Problems to solve:
1. Copy the part of the solar shingle article that opens with the words containing "DeBono says the Timberline" and closes with "to sling around.", substituting "high winds" for "hail".
2. Pick up the article on solar shingles after its final sentence and continue it.

Quoted passage:
# # # # #
In 2016, Tesla tried to reinvent the humble roof as a beautiful array of glass tiles brimming with solar energy — a vision it’s been struggling to deliver ever since. But San Jose, California-based GAF Energy thinks it has a simpler solution to the solar roof. It’s built a solar shingle, one that can be nailed down in packs much like the everyday shingles you’d use when repairing or replacing your roof.
You might have heard of solar shingles before, but GAF Energy president Martin DeBono suggests the new Timberline Solar shingles are the first to actually deserve that name because they’re the first to actually work that way — you literally drive nails through a three-inch nailing strip, overlap the top of that shingle with the bottom of the next one, and repeat. “A number of companies have come out with what they call solar shingles, but they’re pretty much identical to regular solar panels, just small,” explains DeBono, saying how those previous solar roofs also required rails so the panels could be screwed down.
The result of true shingles, DeBono claims, is that it takes days instead of weeks to install a solar roof. “We’ve installed them already in two days, including ripping off the old roof and putting on the new roof,” he says. The company already tried traditional tile-based solar roofs, pointing me to a previous interview where DeBono said GAF Energy had installed over 2,000 of them, allegedly more than Tesla. “It takes multiple days, 10 to 12 people on the roof,” DeBono relates. But its parent company, building materials conglomerate Standard Industries, decided to invest over $1 billion in this seemingly simpler shingle solution instead. (Here’s a Forbes profile of Standard Industries’ founders and their solar play.)
DeBono says the Timberline Solar are the first products to ever receive UL’s 7103 certification to serve as both solar panels and construction materials, thanks to a special sandwich of glass, polysilicon solar cells, and top layer of a proprietary fluorinated alkane ethylene polymer that’s fire-resistant, impact-resistant, textured to be walkable, and still transparent enough to let the light through. He says they give the panels a Class A fire rating, stand up to hail, and yet the shingles are actually less dense at the same thickness as a normal shingle, meaning they weigh slightly less and should be just as easy for roofers to sling around.
And while it takes a lot more solar shingles than solar panels to form a roof — an average-sized 6kW array might take up 130 of them — DeBono says it shouldn’t be less efficient or more costly just because there are more modules. For one thing, DeBono says the Thai cells his company is using are 22.6 percent efficient, within a few percent of the state-of-the-art in solar panels, and the greater number of shingles means the system’s total power doesn’t degrade as much when some of them get shaded as the sun moves and the weather turns.
For another, that 6kW system should take up between 350 and 450 square feet on a roof, roughly the same amount of space as a rack-mounted solar panel system, and the rest of the roof can be filled in with matched shingles from GAF.
# # # # #
Records:
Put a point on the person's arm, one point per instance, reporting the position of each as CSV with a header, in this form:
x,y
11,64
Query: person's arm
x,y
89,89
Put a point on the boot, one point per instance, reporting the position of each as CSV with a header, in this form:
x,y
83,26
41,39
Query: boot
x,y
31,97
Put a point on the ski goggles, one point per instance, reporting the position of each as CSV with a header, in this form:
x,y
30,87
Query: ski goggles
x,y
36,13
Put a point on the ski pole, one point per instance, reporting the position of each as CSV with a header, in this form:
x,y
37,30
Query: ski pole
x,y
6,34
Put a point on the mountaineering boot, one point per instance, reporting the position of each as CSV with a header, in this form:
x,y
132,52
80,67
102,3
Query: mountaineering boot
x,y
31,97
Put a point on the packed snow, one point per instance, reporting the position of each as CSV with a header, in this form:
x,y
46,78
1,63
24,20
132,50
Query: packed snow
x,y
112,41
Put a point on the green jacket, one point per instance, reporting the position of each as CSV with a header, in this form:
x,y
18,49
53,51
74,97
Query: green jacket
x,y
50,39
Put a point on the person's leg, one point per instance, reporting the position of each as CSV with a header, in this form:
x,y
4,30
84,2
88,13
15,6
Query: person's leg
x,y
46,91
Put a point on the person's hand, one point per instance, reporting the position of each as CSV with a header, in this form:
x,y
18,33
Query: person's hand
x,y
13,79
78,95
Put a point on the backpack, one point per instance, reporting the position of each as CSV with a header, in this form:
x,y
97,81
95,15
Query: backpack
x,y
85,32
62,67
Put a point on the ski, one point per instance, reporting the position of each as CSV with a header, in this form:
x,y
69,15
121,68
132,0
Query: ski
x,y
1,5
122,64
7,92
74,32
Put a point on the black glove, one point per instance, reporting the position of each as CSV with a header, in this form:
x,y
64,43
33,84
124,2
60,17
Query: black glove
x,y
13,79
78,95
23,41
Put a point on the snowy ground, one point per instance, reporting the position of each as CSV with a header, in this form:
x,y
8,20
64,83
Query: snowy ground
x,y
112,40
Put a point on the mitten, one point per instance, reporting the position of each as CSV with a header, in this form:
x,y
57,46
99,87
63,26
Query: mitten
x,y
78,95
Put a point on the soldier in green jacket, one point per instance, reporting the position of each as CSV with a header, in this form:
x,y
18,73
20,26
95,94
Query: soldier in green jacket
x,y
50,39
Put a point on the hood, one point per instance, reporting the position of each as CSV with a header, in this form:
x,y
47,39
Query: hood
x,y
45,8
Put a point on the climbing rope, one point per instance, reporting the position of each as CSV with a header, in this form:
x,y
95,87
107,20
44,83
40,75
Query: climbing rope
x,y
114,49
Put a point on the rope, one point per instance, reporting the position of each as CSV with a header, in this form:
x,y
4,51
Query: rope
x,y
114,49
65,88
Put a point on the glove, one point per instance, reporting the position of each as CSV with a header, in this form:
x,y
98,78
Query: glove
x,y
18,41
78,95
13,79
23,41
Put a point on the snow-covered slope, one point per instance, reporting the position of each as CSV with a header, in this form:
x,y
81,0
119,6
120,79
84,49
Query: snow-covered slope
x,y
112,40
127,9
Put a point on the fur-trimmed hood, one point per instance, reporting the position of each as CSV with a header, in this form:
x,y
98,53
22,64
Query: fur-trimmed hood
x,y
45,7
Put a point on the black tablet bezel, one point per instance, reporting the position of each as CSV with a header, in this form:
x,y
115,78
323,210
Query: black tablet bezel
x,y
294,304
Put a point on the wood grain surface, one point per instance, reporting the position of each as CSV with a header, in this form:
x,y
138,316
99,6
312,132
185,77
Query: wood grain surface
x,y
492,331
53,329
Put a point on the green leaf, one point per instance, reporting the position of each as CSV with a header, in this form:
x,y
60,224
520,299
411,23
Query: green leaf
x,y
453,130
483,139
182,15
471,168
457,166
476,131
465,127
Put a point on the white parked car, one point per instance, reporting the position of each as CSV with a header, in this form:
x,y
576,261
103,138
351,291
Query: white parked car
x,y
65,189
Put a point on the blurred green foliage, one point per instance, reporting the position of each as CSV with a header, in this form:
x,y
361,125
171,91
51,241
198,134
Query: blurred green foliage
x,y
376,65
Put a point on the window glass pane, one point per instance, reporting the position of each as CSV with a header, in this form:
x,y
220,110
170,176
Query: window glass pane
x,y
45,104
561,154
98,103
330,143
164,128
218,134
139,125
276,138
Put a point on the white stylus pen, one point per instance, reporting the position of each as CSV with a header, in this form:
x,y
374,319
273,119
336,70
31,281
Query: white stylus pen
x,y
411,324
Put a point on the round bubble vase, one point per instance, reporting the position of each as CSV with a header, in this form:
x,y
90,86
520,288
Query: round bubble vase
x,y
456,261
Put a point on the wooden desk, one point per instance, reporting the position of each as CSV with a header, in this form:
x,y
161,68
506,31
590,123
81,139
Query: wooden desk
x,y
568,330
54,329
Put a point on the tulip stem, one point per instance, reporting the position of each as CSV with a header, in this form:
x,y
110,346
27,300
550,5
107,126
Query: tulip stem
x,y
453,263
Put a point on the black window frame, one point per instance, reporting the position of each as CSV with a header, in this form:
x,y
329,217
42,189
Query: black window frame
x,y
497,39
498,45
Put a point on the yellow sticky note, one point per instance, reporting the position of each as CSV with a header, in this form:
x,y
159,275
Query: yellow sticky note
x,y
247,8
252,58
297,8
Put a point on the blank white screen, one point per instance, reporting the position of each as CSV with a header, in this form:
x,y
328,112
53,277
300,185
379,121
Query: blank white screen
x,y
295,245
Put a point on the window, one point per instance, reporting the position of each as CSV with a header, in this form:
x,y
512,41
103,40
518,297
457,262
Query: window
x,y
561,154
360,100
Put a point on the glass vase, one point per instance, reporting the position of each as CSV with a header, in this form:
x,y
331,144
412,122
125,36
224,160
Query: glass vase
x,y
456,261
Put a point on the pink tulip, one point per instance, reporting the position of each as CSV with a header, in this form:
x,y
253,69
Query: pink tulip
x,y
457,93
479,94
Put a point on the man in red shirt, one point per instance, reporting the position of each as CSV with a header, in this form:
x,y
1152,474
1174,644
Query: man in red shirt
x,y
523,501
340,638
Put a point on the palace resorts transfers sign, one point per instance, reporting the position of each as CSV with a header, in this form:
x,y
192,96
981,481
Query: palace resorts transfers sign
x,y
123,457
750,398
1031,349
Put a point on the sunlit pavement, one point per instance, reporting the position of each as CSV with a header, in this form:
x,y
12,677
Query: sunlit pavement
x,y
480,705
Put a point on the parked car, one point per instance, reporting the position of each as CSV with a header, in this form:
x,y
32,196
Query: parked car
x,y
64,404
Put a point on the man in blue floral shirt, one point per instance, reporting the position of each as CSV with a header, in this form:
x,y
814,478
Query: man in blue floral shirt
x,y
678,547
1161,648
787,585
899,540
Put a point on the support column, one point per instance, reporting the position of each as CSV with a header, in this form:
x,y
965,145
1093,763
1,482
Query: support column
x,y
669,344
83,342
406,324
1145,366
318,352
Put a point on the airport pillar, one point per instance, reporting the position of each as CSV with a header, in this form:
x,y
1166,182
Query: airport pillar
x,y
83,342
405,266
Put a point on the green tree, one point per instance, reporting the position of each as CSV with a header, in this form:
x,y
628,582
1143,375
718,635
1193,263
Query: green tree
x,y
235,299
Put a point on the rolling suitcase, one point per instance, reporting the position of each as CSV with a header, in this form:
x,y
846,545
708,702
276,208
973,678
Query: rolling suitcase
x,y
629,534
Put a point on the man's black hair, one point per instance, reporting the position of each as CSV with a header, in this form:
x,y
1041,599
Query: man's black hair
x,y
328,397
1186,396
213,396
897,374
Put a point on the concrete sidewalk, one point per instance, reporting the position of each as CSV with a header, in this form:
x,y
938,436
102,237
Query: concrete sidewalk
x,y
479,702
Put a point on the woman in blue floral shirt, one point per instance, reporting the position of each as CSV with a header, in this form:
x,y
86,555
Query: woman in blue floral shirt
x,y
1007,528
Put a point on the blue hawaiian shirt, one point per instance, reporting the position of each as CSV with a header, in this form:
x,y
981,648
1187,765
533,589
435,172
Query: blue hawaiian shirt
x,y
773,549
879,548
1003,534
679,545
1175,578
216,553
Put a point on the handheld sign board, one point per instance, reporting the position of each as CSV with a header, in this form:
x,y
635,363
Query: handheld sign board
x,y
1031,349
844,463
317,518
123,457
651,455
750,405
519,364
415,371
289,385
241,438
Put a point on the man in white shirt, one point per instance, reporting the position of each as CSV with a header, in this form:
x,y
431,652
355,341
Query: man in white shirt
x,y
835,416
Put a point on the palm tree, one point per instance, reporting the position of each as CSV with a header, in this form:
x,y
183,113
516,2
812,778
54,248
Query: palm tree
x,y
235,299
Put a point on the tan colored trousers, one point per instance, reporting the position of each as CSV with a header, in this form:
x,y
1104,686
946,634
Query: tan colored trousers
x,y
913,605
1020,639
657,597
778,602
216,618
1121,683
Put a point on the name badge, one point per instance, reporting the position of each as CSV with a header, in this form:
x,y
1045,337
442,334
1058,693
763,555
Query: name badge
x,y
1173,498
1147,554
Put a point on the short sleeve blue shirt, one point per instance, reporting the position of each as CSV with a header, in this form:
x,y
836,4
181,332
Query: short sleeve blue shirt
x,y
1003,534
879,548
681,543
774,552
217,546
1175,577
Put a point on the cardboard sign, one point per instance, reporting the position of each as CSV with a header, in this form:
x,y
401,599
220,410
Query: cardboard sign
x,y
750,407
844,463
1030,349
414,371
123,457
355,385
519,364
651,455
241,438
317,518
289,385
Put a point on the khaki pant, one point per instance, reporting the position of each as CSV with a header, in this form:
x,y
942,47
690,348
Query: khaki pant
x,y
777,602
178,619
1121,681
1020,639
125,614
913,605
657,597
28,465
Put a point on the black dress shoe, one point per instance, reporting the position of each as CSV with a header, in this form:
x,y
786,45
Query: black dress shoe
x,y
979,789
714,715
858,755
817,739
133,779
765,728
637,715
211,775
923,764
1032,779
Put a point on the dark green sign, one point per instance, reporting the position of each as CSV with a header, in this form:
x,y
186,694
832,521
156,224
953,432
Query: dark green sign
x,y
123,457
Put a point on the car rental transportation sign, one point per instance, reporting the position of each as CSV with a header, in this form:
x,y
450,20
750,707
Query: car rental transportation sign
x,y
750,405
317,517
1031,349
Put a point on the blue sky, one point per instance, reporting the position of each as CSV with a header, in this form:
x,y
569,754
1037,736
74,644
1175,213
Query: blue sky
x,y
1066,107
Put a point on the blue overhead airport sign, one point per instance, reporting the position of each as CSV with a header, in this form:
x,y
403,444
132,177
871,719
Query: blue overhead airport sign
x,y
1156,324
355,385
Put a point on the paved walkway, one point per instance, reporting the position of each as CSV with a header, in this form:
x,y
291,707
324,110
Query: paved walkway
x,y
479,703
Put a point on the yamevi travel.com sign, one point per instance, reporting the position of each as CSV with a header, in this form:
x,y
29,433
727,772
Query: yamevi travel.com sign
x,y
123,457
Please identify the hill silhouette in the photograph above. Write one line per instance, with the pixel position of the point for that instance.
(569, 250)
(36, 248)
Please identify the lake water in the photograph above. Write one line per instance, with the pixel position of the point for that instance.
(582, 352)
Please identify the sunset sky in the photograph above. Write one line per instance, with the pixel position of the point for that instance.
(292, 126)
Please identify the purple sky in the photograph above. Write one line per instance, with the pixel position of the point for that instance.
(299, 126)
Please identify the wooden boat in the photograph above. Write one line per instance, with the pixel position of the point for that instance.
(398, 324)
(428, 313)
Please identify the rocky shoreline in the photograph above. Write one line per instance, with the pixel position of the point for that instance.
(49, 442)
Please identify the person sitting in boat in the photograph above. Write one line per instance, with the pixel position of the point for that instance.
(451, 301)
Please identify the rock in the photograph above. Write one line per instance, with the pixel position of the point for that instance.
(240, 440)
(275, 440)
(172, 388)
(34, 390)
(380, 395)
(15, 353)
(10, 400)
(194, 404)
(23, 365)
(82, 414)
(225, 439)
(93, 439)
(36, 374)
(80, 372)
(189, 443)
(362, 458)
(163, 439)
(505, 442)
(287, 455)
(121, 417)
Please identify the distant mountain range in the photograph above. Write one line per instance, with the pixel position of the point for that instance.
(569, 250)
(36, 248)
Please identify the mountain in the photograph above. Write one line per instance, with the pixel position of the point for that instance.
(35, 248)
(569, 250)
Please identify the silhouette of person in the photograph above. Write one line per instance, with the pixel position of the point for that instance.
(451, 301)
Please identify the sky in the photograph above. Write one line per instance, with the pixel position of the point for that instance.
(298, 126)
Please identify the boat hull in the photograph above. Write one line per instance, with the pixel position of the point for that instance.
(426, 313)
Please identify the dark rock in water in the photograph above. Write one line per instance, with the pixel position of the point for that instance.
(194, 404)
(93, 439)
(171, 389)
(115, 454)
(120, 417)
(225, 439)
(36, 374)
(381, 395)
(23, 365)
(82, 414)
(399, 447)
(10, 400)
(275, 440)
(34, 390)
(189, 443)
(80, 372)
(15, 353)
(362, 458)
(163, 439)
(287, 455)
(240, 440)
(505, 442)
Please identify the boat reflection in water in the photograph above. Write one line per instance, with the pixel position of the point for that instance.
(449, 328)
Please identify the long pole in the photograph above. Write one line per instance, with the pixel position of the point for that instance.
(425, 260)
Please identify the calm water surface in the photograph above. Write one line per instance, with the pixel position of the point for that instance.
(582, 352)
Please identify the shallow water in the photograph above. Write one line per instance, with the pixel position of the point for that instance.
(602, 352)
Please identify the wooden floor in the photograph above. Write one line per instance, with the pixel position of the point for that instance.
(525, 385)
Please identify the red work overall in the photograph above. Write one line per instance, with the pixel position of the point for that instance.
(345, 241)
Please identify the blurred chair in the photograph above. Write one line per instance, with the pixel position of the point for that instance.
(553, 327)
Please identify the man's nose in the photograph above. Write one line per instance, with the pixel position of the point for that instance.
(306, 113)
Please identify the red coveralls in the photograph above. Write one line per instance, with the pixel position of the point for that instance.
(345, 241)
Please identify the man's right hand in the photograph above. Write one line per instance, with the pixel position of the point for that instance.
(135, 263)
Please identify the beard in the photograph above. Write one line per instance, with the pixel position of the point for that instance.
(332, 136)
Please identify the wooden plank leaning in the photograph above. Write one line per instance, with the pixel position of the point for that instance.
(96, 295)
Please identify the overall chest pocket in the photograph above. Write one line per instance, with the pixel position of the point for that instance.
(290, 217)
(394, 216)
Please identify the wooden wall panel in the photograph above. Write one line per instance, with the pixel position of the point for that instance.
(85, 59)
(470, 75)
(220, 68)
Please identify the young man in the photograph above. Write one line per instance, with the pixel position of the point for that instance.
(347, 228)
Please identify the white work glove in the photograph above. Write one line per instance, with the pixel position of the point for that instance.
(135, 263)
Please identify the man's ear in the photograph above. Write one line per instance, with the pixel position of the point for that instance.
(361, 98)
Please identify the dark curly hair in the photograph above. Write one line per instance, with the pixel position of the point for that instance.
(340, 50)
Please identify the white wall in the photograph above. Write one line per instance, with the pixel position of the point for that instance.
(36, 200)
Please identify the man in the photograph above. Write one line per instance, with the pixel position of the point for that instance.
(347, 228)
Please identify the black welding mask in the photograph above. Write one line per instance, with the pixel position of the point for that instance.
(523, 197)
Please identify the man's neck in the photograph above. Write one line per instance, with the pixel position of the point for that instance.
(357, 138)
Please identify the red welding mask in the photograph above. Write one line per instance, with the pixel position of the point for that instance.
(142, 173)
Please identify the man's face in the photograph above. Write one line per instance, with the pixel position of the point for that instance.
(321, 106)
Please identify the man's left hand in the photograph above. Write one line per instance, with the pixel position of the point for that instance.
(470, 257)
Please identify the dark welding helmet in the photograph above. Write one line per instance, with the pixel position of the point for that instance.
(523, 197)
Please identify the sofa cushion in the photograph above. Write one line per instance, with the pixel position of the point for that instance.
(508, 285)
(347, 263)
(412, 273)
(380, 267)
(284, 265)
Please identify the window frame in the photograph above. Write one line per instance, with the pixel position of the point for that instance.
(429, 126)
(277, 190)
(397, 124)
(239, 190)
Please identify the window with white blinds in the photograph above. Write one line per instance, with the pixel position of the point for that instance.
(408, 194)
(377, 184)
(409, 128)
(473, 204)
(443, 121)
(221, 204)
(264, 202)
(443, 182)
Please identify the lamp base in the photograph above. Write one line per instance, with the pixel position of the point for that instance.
# # # # #
Solved tasks:
1.
DeBono says the Timberline Solar are the first products to ever receive UL’s 7103 certification to serve as both solar panels and construction materials, thanks to a special sandwich of glass, polysilicon solar cells, and top layer of a proprietary fluorinated alkane ethylene polymer that’s fire-resistant, impact-resistant, textured to be walkable, and still transparent enough to let the light through. He says they give the panels a Class A fire rating, stand up to high winds, and yet the shingles are actually less dense at the same thickness as a normal shingle, meaning they weigh slightly less and should be just as easy for roofers to sling around.

2.
But, like other solar roofs, it’ll definitely cost more than simply adding solar panels to an existing known-good roof. “It will cost the same as if you were to get a new roof and put solar on it,” says DeBono. (He declined to say how much each individual shingle costs.) But because a lot more people are getting new roofs each year than are adding solar — 5 million a year vs. 300,000 a year, he suggests — there’s a big opportunity for some of those people to add integrated renewable energy while they’re at it. Particularly since GAF already sells traditional shingles to cover one out of every four of those roofs, the company claims.
The solar shingles don’t look exactly like shingles, of course — there are covers for their wiring (for easier maintenance than having to remove the entire tile, says DeBono), and you’ll need a mid-circuit interrupt safety device for every 2kW of panel that fits in a visible box (though DeBono says you could put those in the attic instead of atop the roof).
GAF Energy is currently making all of these in a 130,000 square foot facility in San Jose, California, with a capacity of roughly 50 megawatts per year. That isn’t as tremendous an amount as it might sound — it’s a little over 8,300 homes per year if you assume each of them requires the average 6kW array. But DeBono says he’s also looking at it as just GAF Energy’s first manufacturing facility, with more potentially on the way.
He says the new Timberline Solar panels are available now via sister company GAF’s existing network of roofing contractors across the US East Coast and Texas — though not in big solar states California or Florida quite yet. He says it’ll take roughly 90 days for them to be listed with the California Energy Commission and possibly four to five months for additional wind testing in Florida and will expand from there.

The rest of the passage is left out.